◆ STATED EXERCISE: Retype the stretch of entries below from the line containing "goalkeeper jersey above? Mark it with a dot." through the end of the entries, keeping every line identical.

(Excerpts from point annotation data)
►

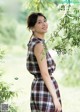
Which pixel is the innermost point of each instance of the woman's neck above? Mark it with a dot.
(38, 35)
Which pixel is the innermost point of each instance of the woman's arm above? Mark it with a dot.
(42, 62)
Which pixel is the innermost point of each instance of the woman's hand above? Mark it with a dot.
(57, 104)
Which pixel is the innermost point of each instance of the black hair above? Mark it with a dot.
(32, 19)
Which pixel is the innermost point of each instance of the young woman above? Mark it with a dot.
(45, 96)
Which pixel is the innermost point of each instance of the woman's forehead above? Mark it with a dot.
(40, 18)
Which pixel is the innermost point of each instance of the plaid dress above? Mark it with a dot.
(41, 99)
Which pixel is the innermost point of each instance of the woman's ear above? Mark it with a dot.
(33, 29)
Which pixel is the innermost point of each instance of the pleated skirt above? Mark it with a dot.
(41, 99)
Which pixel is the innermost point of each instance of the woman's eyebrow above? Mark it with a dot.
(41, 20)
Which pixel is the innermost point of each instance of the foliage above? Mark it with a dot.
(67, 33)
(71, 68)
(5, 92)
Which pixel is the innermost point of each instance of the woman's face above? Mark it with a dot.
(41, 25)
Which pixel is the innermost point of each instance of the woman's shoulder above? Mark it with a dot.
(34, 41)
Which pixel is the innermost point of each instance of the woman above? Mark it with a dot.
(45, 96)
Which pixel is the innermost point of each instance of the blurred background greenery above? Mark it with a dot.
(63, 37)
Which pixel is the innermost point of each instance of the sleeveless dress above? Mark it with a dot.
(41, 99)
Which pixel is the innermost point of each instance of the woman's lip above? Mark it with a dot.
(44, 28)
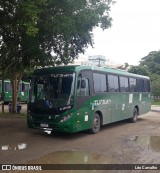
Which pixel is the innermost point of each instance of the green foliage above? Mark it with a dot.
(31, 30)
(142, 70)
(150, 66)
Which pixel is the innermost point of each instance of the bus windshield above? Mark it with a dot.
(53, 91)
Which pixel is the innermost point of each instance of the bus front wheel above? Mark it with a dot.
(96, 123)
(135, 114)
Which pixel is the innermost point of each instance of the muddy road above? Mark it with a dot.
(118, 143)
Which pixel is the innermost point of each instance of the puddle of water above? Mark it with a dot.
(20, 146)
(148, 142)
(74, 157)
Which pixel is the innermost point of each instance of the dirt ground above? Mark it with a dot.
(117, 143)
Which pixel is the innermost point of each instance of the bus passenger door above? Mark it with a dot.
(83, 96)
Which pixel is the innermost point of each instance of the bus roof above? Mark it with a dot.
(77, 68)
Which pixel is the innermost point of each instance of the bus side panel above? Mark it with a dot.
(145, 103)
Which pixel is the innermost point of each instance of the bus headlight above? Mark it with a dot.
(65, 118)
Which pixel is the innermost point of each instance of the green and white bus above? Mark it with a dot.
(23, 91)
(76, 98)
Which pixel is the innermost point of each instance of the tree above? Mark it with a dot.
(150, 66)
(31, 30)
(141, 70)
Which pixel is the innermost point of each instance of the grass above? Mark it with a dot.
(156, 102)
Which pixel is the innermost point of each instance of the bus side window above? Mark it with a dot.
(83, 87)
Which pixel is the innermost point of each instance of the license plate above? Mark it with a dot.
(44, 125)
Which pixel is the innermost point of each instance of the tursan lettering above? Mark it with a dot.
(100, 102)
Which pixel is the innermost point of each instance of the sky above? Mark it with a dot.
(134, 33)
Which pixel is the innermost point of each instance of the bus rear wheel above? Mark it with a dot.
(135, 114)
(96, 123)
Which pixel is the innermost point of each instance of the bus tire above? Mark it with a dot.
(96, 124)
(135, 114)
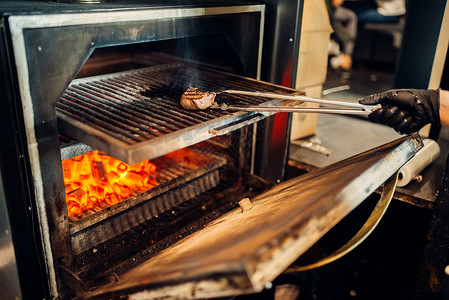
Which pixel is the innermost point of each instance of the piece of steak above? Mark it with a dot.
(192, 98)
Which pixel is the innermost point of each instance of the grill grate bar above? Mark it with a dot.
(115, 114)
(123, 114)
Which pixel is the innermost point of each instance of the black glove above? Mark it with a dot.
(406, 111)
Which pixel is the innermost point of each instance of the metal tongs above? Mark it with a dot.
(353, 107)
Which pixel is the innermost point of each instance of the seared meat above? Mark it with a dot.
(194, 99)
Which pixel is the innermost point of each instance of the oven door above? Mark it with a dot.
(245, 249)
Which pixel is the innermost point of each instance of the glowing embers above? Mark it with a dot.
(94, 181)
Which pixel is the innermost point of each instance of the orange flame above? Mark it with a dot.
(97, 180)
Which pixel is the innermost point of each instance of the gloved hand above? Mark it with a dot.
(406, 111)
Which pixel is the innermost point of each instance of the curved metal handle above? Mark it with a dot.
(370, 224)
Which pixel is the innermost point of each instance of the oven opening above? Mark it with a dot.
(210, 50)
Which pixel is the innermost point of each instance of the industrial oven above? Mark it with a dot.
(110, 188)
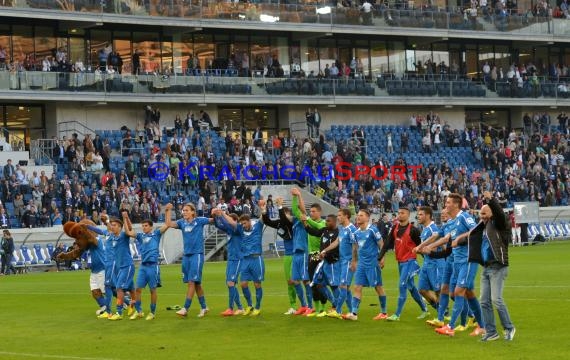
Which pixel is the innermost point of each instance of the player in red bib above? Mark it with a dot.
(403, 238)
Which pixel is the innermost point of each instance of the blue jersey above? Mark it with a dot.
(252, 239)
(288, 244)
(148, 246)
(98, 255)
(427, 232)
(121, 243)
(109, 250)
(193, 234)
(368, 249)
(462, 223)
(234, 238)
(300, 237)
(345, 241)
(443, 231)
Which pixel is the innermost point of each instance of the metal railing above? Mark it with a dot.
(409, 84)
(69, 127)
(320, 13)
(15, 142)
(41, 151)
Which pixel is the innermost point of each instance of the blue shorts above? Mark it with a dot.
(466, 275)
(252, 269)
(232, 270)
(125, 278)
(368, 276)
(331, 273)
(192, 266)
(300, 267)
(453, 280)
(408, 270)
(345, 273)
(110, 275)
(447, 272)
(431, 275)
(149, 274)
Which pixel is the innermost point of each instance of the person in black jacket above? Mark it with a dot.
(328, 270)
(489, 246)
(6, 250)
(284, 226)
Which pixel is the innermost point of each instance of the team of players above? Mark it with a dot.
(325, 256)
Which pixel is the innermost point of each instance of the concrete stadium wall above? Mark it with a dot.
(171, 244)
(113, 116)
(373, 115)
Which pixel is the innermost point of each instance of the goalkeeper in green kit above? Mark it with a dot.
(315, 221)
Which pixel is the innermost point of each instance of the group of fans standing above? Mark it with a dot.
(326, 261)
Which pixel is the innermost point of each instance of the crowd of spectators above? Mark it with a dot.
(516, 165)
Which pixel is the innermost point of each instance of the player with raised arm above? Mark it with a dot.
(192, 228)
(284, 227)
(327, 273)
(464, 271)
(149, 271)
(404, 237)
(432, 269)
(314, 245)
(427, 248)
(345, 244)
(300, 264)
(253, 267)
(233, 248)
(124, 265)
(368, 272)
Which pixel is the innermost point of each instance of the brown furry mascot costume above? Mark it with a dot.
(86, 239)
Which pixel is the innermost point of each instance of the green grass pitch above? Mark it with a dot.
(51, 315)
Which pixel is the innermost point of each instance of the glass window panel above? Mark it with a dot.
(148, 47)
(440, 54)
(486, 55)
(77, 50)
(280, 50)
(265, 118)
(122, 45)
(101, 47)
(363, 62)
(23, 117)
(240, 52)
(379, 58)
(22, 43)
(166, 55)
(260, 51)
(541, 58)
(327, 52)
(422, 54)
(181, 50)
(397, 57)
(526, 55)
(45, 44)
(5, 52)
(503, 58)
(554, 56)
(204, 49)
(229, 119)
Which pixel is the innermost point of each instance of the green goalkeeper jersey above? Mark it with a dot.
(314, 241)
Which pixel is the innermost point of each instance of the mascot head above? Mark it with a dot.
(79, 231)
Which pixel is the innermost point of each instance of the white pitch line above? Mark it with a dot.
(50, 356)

◄

◆ SOLVED PROBLEM:
Which pixel is the innermost point of each instance of the green goalkeeper jersey above? Mark it with a dot.
(314, 241)
Which pixel is the innermost point of each instance of the mascot head above? Mark it with a dot.
(79, 231)
Which pixel is the innermost point of each instance of the white pitch line above? Mark it with a dot.
(50, 356)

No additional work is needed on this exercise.